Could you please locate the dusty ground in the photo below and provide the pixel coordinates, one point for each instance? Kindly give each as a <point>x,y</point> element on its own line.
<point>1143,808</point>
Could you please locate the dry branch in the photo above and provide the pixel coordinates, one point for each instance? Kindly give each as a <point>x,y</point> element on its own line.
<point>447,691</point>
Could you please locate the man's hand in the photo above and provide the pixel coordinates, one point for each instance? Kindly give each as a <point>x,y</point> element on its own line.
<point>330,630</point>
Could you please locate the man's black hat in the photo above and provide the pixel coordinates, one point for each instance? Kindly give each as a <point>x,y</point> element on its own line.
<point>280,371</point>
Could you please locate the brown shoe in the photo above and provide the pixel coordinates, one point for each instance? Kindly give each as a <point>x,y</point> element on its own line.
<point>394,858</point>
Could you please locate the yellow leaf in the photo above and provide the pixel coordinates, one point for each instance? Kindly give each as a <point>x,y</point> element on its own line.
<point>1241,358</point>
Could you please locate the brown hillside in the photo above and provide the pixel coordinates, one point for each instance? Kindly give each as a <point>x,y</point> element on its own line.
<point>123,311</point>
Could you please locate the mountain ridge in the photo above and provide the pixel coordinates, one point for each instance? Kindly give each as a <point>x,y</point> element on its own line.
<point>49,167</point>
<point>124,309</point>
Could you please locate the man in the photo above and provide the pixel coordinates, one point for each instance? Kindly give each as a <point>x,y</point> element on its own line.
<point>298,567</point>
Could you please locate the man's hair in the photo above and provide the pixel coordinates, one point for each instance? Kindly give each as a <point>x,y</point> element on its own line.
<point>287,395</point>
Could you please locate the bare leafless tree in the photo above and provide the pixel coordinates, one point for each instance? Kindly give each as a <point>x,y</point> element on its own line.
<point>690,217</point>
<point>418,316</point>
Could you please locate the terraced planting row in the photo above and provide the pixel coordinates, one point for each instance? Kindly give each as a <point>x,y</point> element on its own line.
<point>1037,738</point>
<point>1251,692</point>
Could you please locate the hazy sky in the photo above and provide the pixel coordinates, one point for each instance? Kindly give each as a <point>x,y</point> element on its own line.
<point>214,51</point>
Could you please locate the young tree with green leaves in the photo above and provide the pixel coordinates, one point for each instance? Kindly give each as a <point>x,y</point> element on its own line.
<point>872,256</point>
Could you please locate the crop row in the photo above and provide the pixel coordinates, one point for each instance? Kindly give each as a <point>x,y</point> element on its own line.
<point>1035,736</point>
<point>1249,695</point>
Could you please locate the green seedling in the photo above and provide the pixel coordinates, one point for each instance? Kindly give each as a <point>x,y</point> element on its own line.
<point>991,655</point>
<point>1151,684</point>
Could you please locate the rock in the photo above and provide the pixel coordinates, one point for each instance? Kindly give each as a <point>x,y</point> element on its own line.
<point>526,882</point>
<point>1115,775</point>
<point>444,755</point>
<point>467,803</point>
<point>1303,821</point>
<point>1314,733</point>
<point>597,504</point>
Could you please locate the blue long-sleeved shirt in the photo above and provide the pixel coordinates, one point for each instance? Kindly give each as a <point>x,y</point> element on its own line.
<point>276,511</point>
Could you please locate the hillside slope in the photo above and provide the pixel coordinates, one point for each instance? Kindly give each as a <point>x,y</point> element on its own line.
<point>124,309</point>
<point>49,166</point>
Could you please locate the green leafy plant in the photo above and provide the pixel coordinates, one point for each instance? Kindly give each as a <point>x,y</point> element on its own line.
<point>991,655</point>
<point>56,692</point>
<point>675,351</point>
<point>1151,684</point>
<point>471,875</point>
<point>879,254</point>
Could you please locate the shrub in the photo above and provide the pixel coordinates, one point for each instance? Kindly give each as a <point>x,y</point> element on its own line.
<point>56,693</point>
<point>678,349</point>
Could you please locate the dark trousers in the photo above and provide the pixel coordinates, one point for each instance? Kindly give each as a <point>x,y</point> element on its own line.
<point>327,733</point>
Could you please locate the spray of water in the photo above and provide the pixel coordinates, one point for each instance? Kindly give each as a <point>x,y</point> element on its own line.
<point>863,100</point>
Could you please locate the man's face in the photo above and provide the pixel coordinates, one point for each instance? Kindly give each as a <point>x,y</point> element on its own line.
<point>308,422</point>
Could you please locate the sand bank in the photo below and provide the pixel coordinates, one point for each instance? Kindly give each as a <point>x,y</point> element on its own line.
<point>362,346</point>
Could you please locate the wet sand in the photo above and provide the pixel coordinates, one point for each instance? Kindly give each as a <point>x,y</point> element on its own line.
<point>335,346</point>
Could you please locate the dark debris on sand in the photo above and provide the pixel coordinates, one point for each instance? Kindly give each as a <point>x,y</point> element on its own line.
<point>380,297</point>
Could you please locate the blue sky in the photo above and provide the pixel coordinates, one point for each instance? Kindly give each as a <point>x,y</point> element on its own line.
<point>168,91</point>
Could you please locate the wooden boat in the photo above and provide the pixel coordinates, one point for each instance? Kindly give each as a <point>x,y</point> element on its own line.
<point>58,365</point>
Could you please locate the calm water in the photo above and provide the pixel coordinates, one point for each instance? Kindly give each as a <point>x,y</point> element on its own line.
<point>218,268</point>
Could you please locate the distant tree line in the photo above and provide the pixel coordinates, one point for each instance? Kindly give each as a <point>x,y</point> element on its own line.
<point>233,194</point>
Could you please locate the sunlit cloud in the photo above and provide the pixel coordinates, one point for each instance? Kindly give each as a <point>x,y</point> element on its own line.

□ □ □

* Work to be completed
Recast all of the material above as a numbered list with one line per item, leaving out any blank lines.

* Answer to the exercise
1. Could you please locate the dusty ground in the photo below and provide the pixel coordinates, one point for each instance? Kindly give each as a <point>x,y</point> element on its own line.
2. <point>1143,808</point>
3. Could you please locate the dry branch in the photo above and provide the pixel coordinates, one point for each instance? Kindly give each as a <point>x,y</point> element on its own line.
4. <point>447,691</point>
5. Could you please locate the man's hand in the photo above and provide the pixel coordinates, one point for each instance? Kindly give each as a <point>x,y</point> element on its own line.
6. <point>330,630</point>
7. Could you please locate the man's black hat in the photo above and provide the pixel coordinates, one point for each instance? Kindly give each as a <point>x,y</point> element on its own line.
8. <point>280,371</point>
9. Could you please locate the brown shoe in the photo above and provide the pixel coordinates, one point for each instance? Kindly give each as a <point>x,y</point> element on its own line.
10. <point>394,858</point>
11. Could you please locate the yellow leaf in the photo above and provide the pixel coordinates, one point for each instance? Kindly give each as a <point>x,y</point> element on its own line.
12. <point>1241,358</point>
13. Could you please locate the brown hillside in the photo above and provide the pixel coordinates, one point for each instance? Kindly give each as a <point>x,y</point> element on its own line.
14. <point>123,311</point>
15. Could you please locate the mountain ridge in the photo above and provide the pixel coordinates, one point for each instance? Kindly give each as a <point>x,y</point> element on its own line.
16. <point>49,167</point>
17. <point>124,309</point>
18. Could you please locate the man in the photo above and provide the pixel coordinates, one point for each instance? Kindly give each as a <point>x,y</point> element on its own line.
19. <point>298,567</point>
20. Could you please locate the man's hair in the photo above and provide the pixel coordinates, one point for each instance? Kindly give each as a <point>x,y</point> element on its own line.
21. <point>287,395</point>
22. Could you please locate the bare leafless tree in the photo above and provide the pixel coordinates, one point for each instance? Kindly give each as a <point>x,y</point> element on its own line.
23. <point>690,217</point>
24. <point>418,316</point>
25. Could you please locate the terraced planting row in the photo above and provide the pixel coordinates, one point for each instance? Kindly give each as a <point>x,y</point> element on its own line.
26. <point>1037,738</point>
27. <point>1251,692</point>
28. Could you please locate the hazy sky in the photo above and provide the pixel coordinates, one point for each instance? Kindly give each as a <point>x,y</point> element on its own line.
29. <point>214,51</point>
30. Could you please locate the young tree with green leaves in the photo above and provide the pixel coordinates, one point for each instance? Kindly give each as a <point>x,y</point> element on its own line.
31. <point>872,256</point>
32. Could you please locate the crop row in the photo above and provide the pixel coordinates, one point for each instance? Kindly give each as a <point>x,y</point> element on its own line.
33. <point>1035,736</point>
34. <point>1249,695</point>
35. Could you please locate the green seedling in the photo above and provide the pixel coordinates, one point for each instance? Kindly give each as a <point>x,y</point> element on its own line.
36. <point>991,655</point>
37. <point>1151,684</point>
38. Could you please locate the rock in the photo above and provide the pixel coordinates, one point for each instance? Kindly give each as a <point>x,y</point> element on its own line.
39. <point>526,882</point>
40. <point>1115,775</point>
41. <point>444,755</point>
42. <point>467,803</point>
43. <point>1303,821</point>
44. <point>1314,733</point>
45. <point>597,504</point>
46. Could you please locate the blue long-sleeved shirt in the photo above and provide the pixel coordinates, one point for each instance? Kindly give each as a <point>x,y</point> element on its own line.
47. <point>276,511</point>
48. Could you please locate the hillside slope in the photo above and provide the pixel coordinates, one point for each instance? Kindly give each as a <point>x,y</point> element on its own line.
49. <point>124,309</point>
50. <point>49,166</point>
51. Could you please locate the green leafy plant in the photo above and provide the pixel coordinates, one point for each instance? Kindly give each as a <point>x,y</point> element on its own line.
52. <point>991,655</point>
53. <point>56,692</point>
54. <point>675,351</point>
55. <point>1151,684</point>
56. <point>471,875</point>
57. <point>879,254</point>
58. Could you please locate the shrub in the photo above and provide the pixel coordinates, one point for each instance? Kindly give each as a <point>x,y</point> element on its own line.
59. <point>56,693</point>
60. <point>678,349</point>
61. Could you please locate the dark trousers in the photo above and provide the pixel coordinates, one point for each instance? Kindly give each as a <point>x,y</point> element on its own line.
62. <point>327,733</point>
63. Could you please locate the spray of water in the photo above and provide the pixel coordinates, one point for each instance? Kindly give each as a <point>x,y</point> element on its own line.
64. <point>863,100</point>
65. Could you please locate the man's face in the photo above and provide the pixel coordinates, one point for each instance? Kindly give each as a <point>x,y</point> element on its own line.
66. <point>308,422</point>
67. Could you please locate the sand bank in the photo below and provide the pixel coordinates, one point for each instance? Kindly give each as a <point>x,y</point> element on its own line.
68. <point>362,346</point>
69. Could you please locate the wet sand in the photo above and provide the pixel coordinates, one point for each instance? Kindly give each as a <point>x,y</point> element on its own line.
70. <point>335,346</point>
71. Could you please locate the dark debris on sand in the photo above and provide the pixel coordinates, one point for each instance? Kindly give each as a <point>x,y</point> element on its own line.
72. <point>380,297</point>
73. Could you please locate the blue sky in the photo above and provide the pixel coordinates, one point for each instance? Kindly give each as a <point>x,y</point> element on its own line.
74. <point>168,91</point>
75. Could you please locate the wooden boat in the photo above and provide the pixel coordinates, one point for each instance? Kindly give each as a <point>x,y</point> element on its own line.
76. <point>58,365</point>
77. Could you please locate the calm water in the photo above and provide the pixel coordinates, one point for each instance? Kindly give each as a <point>x,y</point> element on its own line.
78. <point>218,268</point>
79. Could you please locate the distant tree line in the photo above and provide the pixel coordinates, one point for each instance? Kindly give each as a <point>x,y</point> element on its own line.
80. <point>233,194</point>
81. Could you please locate the sunlit cloud in the photo above and provide the pixel coordinates, one point for each instance? Kindly give each as a <point>x,y</point> element on its own line.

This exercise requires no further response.